Textauszug |
Fast ganz unversehens sind wir vor Kurzem in die 20er Jahre hinübergerutscht. Ob es wieder „goldene Zwanziger“ werden, wie vor einem Jahrhundert, wird sich wohl erst im Nachgang beurteilen lassen. Was wir allerdings sicher wissen ist, dass dieses Jahrzehnt wohl einige große Veränderungen für jeden Einzelnen von uns bereithalten wird. In diesem Jahrzehnt geht es uns ans (Bar-)Geld und ans Sparbuch. Worauf wir uns für die nächsten zehn Jahre einstellen müssen und wie wir in Bezug auf die Veränderungen gerade jetzt, am Anfang des Jahrzehnts, aufgestellt sind, beleuchten wir einmal in unserem Beitrag.

Arbeitsauftrag A |
Woran geht es uns laut dem Text über die 20er Jahre in diesem Jahrzehnt?
Arbeitsauftrag B |
Führen Sie den Text über die 20er Jahre im Anschluss an seinen letzten Satz weiter.

Datensatzeinträge:
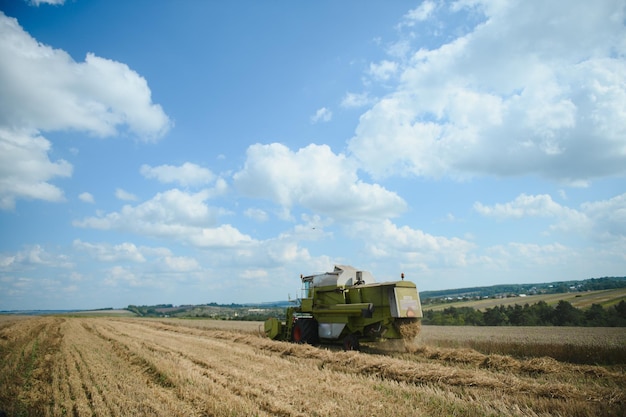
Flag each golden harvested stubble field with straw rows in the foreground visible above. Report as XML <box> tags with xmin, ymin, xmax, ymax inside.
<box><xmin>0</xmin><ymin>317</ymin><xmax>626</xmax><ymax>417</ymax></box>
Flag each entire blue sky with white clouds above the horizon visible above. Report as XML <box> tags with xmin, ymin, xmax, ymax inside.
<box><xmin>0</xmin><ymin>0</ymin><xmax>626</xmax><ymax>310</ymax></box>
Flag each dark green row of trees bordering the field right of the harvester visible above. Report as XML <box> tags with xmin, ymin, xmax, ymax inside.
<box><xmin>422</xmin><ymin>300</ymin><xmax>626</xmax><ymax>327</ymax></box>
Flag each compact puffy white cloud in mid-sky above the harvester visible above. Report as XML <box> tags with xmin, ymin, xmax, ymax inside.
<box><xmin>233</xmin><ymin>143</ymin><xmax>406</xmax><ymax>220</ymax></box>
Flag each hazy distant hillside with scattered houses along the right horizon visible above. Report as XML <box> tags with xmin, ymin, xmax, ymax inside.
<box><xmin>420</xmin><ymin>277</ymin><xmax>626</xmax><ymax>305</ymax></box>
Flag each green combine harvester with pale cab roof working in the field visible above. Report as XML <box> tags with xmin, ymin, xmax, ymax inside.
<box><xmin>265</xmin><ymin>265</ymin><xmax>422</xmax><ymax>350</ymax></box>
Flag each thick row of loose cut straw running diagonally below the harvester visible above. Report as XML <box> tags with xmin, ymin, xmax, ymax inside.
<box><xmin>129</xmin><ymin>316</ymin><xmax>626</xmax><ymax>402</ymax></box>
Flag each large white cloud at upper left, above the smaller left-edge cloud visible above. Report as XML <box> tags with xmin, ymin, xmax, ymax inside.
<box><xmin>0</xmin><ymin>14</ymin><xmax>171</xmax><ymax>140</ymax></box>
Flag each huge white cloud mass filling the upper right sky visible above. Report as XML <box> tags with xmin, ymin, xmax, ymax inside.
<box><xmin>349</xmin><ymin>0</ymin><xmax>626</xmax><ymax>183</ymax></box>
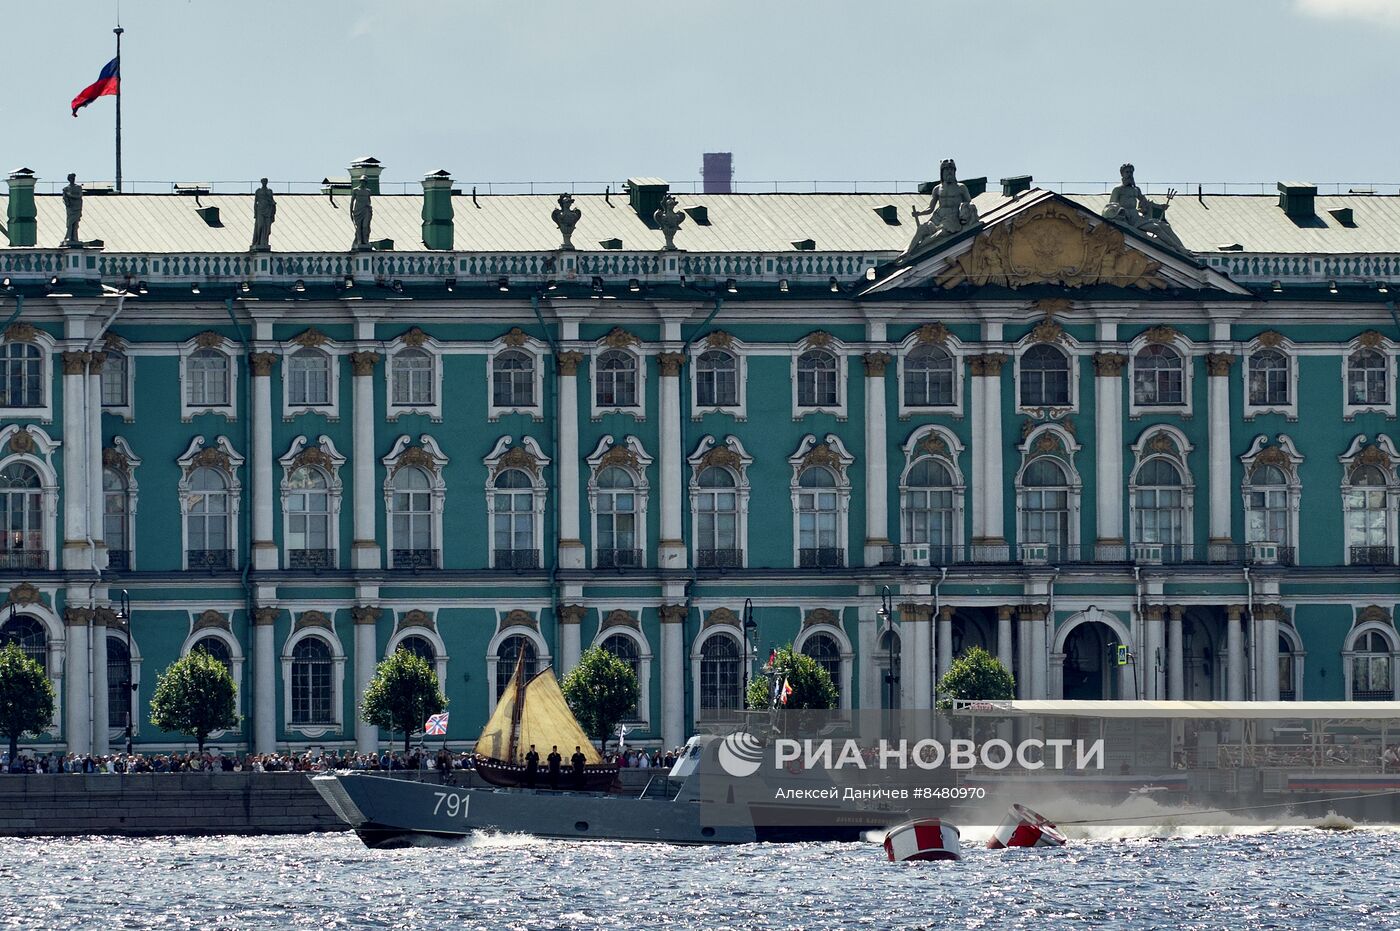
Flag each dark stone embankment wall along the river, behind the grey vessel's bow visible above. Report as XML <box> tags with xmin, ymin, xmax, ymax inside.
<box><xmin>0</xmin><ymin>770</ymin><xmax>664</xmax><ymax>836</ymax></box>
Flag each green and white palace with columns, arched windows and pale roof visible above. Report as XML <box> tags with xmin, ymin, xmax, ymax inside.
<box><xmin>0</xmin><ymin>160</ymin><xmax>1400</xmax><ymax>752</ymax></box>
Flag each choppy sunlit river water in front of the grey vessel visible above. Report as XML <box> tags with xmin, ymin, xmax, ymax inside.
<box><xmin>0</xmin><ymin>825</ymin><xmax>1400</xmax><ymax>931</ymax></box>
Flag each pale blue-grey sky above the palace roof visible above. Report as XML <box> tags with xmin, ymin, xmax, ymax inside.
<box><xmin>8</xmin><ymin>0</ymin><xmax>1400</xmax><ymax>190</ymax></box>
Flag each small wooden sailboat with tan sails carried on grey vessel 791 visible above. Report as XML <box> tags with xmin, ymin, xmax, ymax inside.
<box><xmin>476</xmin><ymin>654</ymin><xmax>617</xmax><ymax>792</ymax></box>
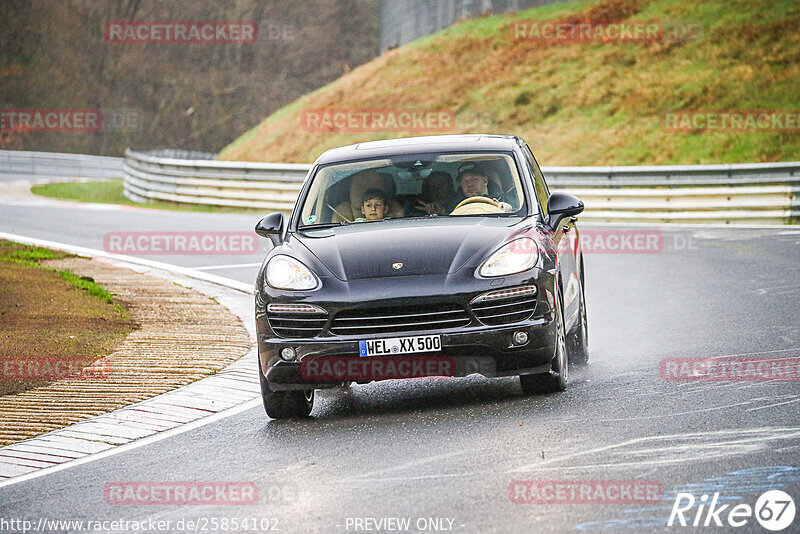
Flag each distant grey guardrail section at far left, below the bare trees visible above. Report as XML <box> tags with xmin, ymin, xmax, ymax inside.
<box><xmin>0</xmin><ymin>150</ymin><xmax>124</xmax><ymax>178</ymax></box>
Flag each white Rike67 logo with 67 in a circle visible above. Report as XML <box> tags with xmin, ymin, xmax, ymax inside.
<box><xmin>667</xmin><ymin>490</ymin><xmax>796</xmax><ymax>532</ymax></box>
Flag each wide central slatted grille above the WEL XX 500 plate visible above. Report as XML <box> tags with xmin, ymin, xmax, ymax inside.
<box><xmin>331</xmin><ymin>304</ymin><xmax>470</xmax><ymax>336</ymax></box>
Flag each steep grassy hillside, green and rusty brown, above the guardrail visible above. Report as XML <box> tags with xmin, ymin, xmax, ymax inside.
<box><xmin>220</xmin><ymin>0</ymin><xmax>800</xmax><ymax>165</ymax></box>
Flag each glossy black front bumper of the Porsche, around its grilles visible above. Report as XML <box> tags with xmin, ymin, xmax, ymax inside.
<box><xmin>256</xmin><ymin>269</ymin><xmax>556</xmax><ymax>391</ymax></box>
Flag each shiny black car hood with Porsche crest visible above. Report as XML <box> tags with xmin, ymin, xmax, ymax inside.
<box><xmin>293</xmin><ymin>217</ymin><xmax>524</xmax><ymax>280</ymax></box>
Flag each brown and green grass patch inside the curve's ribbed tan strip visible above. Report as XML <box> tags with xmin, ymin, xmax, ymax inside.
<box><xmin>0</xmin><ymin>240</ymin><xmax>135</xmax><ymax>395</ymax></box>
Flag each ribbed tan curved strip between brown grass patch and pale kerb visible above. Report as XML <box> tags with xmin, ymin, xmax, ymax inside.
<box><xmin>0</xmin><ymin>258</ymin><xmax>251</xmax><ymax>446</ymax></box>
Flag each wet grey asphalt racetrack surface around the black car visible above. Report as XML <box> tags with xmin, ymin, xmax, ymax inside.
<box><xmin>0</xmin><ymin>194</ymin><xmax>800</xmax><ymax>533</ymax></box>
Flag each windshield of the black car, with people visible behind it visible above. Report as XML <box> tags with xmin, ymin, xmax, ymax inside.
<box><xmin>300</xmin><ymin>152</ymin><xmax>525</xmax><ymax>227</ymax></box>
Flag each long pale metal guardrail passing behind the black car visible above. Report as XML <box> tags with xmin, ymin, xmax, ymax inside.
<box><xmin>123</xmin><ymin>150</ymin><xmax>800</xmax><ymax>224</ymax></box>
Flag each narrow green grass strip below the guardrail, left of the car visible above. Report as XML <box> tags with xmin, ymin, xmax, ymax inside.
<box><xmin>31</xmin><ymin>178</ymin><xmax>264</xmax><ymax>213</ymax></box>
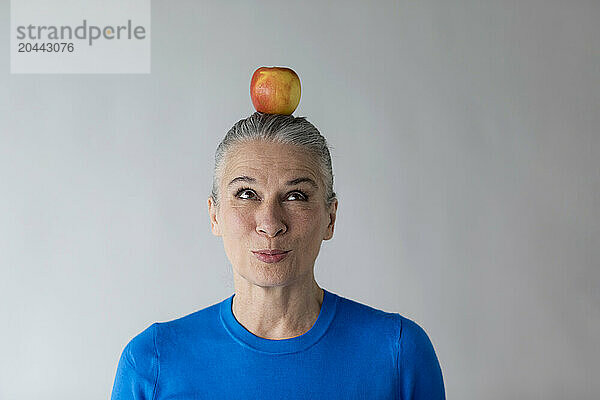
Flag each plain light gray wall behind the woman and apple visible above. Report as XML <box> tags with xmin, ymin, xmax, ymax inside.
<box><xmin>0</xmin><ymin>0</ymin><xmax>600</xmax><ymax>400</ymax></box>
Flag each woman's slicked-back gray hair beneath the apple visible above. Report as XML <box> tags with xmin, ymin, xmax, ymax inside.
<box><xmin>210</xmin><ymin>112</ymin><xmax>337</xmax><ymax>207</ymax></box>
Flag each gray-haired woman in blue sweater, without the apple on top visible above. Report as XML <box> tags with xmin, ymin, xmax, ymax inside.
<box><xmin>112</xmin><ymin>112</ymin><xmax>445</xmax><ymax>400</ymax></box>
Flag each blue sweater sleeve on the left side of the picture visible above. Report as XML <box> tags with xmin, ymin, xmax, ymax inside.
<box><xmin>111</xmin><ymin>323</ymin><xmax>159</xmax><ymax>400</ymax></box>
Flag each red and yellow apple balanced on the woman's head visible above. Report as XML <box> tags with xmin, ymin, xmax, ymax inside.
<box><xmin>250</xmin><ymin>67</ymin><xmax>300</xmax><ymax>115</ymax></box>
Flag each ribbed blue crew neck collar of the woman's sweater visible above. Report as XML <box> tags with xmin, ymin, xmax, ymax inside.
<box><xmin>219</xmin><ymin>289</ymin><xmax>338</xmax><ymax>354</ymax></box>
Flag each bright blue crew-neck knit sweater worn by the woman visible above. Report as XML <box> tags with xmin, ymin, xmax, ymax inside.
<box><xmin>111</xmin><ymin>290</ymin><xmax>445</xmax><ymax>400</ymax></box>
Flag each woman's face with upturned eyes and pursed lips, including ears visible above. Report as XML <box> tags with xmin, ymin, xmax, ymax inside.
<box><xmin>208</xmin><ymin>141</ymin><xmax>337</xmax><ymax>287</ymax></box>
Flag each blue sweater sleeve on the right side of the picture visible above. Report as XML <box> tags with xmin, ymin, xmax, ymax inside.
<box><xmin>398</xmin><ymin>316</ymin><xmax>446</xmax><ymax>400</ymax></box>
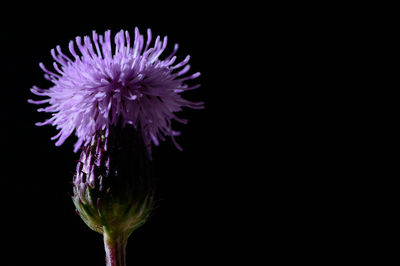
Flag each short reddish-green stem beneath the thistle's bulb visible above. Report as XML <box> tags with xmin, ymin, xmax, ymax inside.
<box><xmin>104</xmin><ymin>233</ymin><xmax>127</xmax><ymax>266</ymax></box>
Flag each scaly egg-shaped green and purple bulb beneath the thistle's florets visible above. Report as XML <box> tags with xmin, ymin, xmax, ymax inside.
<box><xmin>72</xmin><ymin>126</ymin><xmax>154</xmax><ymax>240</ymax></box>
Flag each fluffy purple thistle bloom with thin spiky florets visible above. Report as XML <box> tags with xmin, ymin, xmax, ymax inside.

Ihre Antwort A |
Ans (Bar-)Geld und ans Sparbuch.

Ihre Antwort B |
Banking wird (zwingend) digitaler werden – und unser Bargeld steht ernsthaft auf der Kippe

Mit dem zunehmend digitaler werdenden Bankenwesen haben wir uns in den letzten Jahren mehr oder weniger gut arrangiert. In den meisten Fällen blieb uns auch wenig anderes übrig. Banken haben ihre „digitale Transformation“ ganz einfach weithin durchgezogen, ohne ihre Kunden dabei allzu viel zu fragen, ob ihnen das überhaupt recht ist. Das scheint, wenn es um Deutsche geht, ein recht praktikables Erfolgsrezept zu sein. Wer Fakten schafft, kann meist damit rechnen, dass sich die Menschen früher oder später ganz einfach damit abfinden.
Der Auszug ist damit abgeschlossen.